図3(A)は、プランジャ3を初期位置IPに配置した際の模式図である。
図3(B)は、注湯機構2によって射出スリーブ1内に溶湯Mの注湯を開始した際の模式図である。
図3(C)は、射出スリーブ1内に溶湯Mを注湯している際の模式図である。
図3(D)は、プランジャ3の後退を開始する際の模式図である。
図3(E)は、プランジャ3を所定位置まで後退させた際の模式図である。なお、ダイカストマシン100では、
図3(A)、
図3(B)、
図3(C)、
図3(D)および
図3(E)の順で、ダイカスト製品の成形動作が行われる。
【0037】
図3(A)に示すように、制御部5は、制御信号CS2をプランジャ移動機構4に出力することにより、プランジャ3を初期位置IPに移動(前進)させる。本実施形態では、プランジャ3を初期位置IPに移動(前進)させることにより、射出スリーブ1内の容積を小さくした状態で注湯を開始する。X方向において、プランジャ3は、初期位置IPで前方端面が注湯口1aの後端と略同位置に、または、わずかに後方に配置される。
【0038】
図3(B)に示すように、制御部5は、制御信号CS1を注湯機構2に出力することにより、溶湯Mの注湯を開始する。本実施形態では、制御部5は、注湯機構2により略一定の注湯速度で注湯を行うように構成されている。
【0039】
また、制御部5は、射出スリーブ1内における溶湯Mの充填率に基づいて、プランジャ3を後退させるか否かを判定するように構成されている。具体的には、制御部5は、射出スリーブ1内に注湯された溶湯Mの充填率が所定の充填率よりも大きくなったことに基づいて、プランジャ移動機構4によりプランジャ3の後退を開始する制御を行うように構成されている。したがって、
図3(C)に示すように、制御部5は、射出スリーブ1内における溶湯Mの充填高さfhを取得するように構成されている。具体的には、充填高さ検知部6は、射出スリーブ1内の溶湯Mに向けて赤外線IRを照射することにより、溶湯Mの充填高さfhを取得するように構成されている。
【0040】
注湯する溶湯Mの重量、注湯する溶湯Mの比重、射出スリーブ1の内径、およびプランジャ3の初期位置IPは既知の値である。したがって、溶湯Mの充填率は、射出スリーブ1内に充填された溶湯Mの高さによって取得することができる。そこで、
図5(D)に示すように、制御部5は、射出スリーブ1内に注湯された溶湯Mの充填高さfhが所定の充填高さよりも大きくなったことに基づいて、プランジャ移動機構4によりプランジャ3の後退を開始する制御を行うように構成されている。すなわち、制御部5は、充填高さ検知部6によって検知された溶湯Mの充填高さfhが、所定の充填率よりも大きくなる高さになった場合に、プランジャ3の後退を開始するように構成されている。なお、制御部5は、所定の充填率として、たとえば、充填率が50%よりも大きくなった場合に、プランジャ3の後退を開始する制御を行うように構成されている。また、射出スリーブ1内における溶湯Mの充填率が大きくなりすぎた場合、溶湯Mを射出する際に射出スリーブ1から溢れる恐れがある。そこで、制御部5は、溶湯Mの充填率が90%よりも大きくならないように制御するように構成させている。すなわち、制御部5は、溶湯Mの充填率が50%よりも大きく、90%以下となるように、注湯機構2による注湯を制御するように構成されている。

__取り組む課題__:
(a) ダイカストマシンの文章について、次の問いに答えてください。
(i) 制御部5がプランジャ3を初期位置IPに移動させるとき、プランジャ移動機構4に出力する制御信号は何か。
(ii) 充填高さ検知部6は、溶湯Mに向けて何を照射して充填高さfhを取得するか。
(iii) 溶湯Mが射出スリーブ1から溢れないよう、制御部5は充填率が何%よりも大きくならないように制御するか。
(b) ダイカストマシンの文章のうち、「図3(D)は、プランジャ3の後退を開始する際の模式図である。」を含む語句で始まり「湯速度で注湯を行うように構成されている。」で終わる部分を、一字一句変えずに書き写してください。
(c) ダイカストマシンの文章の続きを、最後の文の後から書き継いでください。
ここからのエントリは、上のダイカストマシンの文章とは別の資料です。

セグメンテーション記録からの抜粋
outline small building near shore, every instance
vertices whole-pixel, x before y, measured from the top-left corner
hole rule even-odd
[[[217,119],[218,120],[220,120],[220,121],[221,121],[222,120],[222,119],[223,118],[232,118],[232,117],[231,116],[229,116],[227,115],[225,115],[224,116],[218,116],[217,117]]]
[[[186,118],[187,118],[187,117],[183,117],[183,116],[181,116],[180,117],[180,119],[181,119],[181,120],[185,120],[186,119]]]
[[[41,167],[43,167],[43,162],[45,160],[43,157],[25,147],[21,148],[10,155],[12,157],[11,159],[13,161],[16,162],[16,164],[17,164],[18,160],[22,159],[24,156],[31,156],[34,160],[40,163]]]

__課題の解答__:
(a)
(i) 制御信号CS2
(ii) 赤外線IR
(iii) 90%

(b)
図3(D)は、プランジャ3の後退を開始する際の模式図である。
図3(E)は、プランジャ3を所定位置まで後退させた際の模式図である。なお、ダイカストマシン100では、
図3(A)、
図3(B)、
図3(C)、
図3(D)および
図3(E)の順で、ダイカスト製品の成形動作が行われる。
【0037】
図3(A)に示すように、制御部5は、制御信号CS2をプランジャ移動機構4に出力することにより、プランジャ3を初期位置IPに移動(前進)させる。本実施形態では、プランジャ3を初期位置IPに移動(前進)させることにより、射出スリーブ1内の容積を小さくした状態で注湯を開始する。X方向において、プランジャ3は、初期位置IPで前方端面が注湯口1aの後端と略同位置に、または、わずかに後方に配置される。
【0038】
図3(B)に示すように、制御部5は、制御信号CS1を注湯機構2に出力することにより、溶湯Mの注湯を開始する。本実施形態では、制御部5は、注湯機構2により略一定の注湯速度で注湯を行うように構成されている。

(c)
【0041】
所定の充填率よりも大きい充填率で溶湯Mを充填した場合でも、プランジャ3を後退させる速度によっては、プランジャ3の後退中において、溶湯Mの充填率が所定の充填率よりも小さくなる場合がある。プランジャ3の後退中において、溶湯Mの充填率が所定の充填率よりも小さくなった場合、溶湯Mの温度低下の速度が上昇する原因となり、湯回り性が低下する。
【0042】
そこで、本実施形態では、
図3(D)に示すプランジャ3の後退開始時から、
図3(E)に示すプランジャ3の所定位置まで後退させる間において、制御部5は、プランジャ3を後退させる際に、射出スリーブ1内に注湯された溶湯Mが、所定の充填率よりも大きい充填率を維持するように、プランジャ移動機構4によりプランジャ3を後退させる速度を調整する制御を行うように構成されている。具体的には、制御部5は、注湯機構2による溶湯Mの注湯速度に基づいて、プランジャ移動機構4によりプランジャ3を後退させる速度を調整し、射出スリーブ1内に注湯された溶湯Mが、所定の充填率よりも大きい充填高さfhを維持するような制御を行うように構成されている。より具体的には、制御部5は、注湯機構2により略一定の注湯速度で注湯を行うとともに、プランジャ移動機構4によりプランジャ3を略一定の速度で後退させる制御を行うように構成されている。
【0043】
次に、
図4を参照して、本実施形態における制御部5が溶湯Mを射出する制御の処理について説明する。
【0044】
ステップS1において、制御部5は、制御信号CS3を蓋機構7に出力することにより、注湯口1aを開く。次に、ステップS2において、制御部5は、制御信号CS4を固形潤滑剤供給装置8に出力することにより、射出スリーブ1内に固形潤滑剤を供給する。具体的には、制御部5は、プランジャ3が待機位置SPに配置されている状態において、固形潤滑剤供給装置8によって射出スリーブ1内に固形潤滑剤を供給する制御を行うように構成されている。なお、待機位置SPとは、溶湯Mを金型9に射出した後の注湯口1aよりも後方側(X2方向側)の位置であり、溶湯Mが注湯される際のプランジャ3の配置位置である初期位置IPよりも後方(X2方向)の位置である。また、プランジャ3が待機位置SPに配置されている状態において固形潤滑剤が供給されるため、待機位置SPの位置は、溶湯Mの注湯が完了した際のプランジャ3の位置よりも後方側(X2方向側)に設定される。これにより、溶湯Mを射出する際にプランジャ3が移動する範囲におけるプランジャ3の摺動性を向上させることができる。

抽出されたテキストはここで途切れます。